# CONSEGNA
Estrai dalle voci che seguono ogni riga in cui compare la parola "above".
*** DATI IN INGRESSO
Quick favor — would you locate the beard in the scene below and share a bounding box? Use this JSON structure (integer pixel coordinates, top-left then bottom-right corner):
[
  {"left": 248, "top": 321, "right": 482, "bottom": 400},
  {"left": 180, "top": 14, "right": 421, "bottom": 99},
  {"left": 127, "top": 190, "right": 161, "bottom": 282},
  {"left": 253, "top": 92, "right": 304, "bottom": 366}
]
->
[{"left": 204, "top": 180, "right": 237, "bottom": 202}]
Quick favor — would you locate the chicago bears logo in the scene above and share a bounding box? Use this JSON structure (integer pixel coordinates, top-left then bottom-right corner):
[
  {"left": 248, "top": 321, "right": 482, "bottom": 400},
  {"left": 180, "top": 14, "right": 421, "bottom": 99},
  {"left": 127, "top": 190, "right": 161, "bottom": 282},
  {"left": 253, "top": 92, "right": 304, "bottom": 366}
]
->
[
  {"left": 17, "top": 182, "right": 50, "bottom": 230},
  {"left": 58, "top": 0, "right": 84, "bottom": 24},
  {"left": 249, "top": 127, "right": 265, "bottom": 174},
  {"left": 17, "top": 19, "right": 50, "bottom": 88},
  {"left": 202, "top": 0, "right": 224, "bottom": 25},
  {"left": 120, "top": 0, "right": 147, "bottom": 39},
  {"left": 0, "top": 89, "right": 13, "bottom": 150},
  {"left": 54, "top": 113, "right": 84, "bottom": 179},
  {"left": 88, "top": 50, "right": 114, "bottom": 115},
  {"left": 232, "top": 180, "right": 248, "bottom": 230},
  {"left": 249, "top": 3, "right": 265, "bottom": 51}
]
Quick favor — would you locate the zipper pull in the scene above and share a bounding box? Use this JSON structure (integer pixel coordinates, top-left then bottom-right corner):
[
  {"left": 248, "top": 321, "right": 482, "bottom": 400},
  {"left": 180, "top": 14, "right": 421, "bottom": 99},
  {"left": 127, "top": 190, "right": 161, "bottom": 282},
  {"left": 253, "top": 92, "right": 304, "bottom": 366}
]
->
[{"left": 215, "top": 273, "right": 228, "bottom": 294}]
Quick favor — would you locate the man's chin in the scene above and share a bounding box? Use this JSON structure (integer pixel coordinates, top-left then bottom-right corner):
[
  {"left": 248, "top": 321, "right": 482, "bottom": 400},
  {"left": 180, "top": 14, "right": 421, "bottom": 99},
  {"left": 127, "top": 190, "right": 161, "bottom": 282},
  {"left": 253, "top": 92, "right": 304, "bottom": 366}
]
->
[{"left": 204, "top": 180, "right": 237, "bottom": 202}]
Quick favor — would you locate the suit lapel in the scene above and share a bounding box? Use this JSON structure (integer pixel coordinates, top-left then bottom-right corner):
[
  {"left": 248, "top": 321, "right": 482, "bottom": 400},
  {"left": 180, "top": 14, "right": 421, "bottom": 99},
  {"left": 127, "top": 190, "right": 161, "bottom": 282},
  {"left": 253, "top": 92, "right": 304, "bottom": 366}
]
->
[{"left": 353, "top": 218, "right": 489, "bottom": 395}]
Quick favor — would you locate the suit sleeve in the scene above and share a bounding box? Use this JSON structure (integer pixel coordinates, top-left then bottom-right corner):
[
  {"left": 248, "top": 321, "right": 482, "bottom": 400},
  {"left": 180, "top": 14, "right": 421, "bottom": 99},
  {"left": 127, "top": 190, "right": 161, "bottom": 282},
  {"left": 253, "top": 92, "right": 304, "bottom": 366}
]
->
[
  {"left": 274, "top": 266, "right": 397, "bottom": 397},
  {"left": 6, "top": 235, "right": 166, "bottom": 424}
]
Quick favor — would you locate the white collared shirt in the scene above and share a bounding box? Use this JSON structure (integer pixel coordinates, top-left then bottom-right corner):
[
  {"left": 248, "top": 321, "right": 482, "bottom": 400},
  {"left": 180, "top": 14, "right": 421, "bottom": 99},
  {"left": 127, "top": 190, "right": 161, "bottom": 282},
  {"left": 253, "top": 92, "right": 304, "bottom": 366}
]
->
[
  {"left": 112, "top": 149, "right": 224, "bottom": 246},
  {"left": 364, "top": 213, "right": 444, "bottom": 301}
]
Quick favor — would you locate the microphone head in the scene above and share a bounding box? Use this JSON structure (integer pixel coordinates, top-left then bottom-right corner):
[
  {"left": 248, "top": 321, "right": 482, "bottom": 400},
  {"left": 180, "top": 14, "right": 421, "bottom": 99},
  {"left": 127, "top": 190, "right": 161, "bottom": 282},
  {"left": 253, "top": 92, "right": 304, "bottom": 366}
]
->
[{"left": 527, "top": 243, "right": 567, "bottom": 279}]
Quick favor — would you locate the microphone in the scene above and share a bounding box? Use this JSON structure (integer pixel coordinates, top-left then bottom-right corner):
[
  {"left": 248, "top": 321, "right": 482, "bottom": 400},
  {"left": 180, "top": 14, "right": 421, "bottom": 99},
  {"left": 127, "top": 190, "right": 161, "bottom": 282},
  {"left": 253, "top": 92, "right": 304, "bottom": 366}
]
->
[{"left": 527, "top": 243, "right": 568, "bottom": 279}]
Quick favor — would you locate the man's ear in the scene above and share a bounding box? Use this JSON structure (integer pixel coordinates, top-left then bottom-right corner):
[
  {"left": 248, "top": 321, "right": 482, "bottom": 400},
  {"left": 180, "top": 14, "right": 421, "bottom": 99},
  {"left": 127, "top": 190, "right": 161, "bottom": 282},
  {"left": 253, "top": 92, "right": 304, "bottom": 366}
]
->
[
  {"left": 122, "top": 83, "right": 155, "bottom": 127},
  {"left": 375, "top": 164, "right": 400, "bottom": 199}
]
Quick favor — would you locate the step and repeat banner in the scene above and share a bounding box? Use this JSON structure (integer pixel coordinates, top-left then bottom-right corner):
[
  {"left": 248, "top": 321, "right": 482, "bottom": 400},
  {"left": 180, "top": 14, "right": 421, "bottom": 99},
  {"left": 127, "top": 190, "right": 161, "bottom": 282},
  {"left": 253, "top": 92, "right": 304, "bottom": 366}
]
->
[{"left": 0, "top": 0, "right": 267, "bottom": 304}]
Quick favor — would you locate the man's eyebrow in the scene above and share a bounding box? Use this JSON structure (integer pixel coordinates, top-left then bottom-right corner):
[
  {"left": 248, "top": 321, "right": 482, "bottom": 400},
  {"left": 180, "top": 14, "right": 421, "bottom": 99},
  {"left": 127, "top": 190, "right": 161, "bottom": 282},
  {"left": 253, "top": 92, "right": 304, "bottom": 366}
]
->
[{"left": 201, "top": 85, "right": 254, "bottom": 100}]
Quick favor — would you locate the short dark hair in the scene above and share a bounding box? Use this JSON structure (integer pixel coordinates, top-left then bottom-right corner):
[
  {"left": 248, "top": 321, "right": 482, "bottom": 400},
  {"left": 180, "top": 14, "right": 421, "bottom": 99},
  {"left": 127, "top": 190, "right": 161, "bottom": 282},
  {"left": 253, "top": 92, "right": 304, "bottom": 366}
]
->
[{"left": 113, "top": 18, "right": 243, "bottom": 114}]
******
# RISPOSTA
Quick favor — would you locate the chicago bears logo in the scene above and share a bounding box? Use this JSON structure (integer pixel coordinates, top-left then bottom-right corner):
Quick favor — would you locate the zipper pull in the scene above and share a bounding box? Use this JSON structure (integer pixel coordinates, top-left then bottom-right corner):
Quick favor — would you locate the man's chin in the scene above and share a bounding box? Use this JSON structure (integer pixel coordinates, top-left then bottom-right corner):
Quick favor — would you locate the suit lapel in the scene above and share a bounding box? Use this JSON structure (integer pixel coordinates, top-left then bottom-right corner):
Quick favor — would you locate the suit sleeve in the scene above and share a bounding box? Use this JSON structure (integer pixel coordinates, top-left then bottom-right corner):
Quick favor — would you locate the white collared shirt in the scene above and share a bounding box? Use this JSON structure (integer pixel coordinates, top-left then bottom-right corner):
Quick favor — would you locate the microphone head in the scene above and share a bounding box? Use this JSON structure (integer pixel coordinates, top-left then bottom-right corner):
Quick favor — would you locate the microphone in the scene above and share a bounding box? Use this JSON structure (integer pixel coordinates, top-left then bottom-right corner):
Quick favor — would you locate the man's ear in the scene above and share a bounding box? Use this JSON structure (integer pixel coordinates, top-left then bottom-right corner):
Quick favor — would you locate the step and repeat banner in the scene above and share a bounding box? Use this JSON structure (integer pixel coordinates, top-left then bottom-right corner):
Quick favor — would you locate the man's eyebrow in the scene above and share a bounding box? Use this JSON structure (integer pixel coordinates, top-left then bottom-right corner):
Quick favor — would you locate the short dark hair in the scene above and share a bounding box? Use this JSON structure (integer pixel coordinates, top-left then bottom-right corner):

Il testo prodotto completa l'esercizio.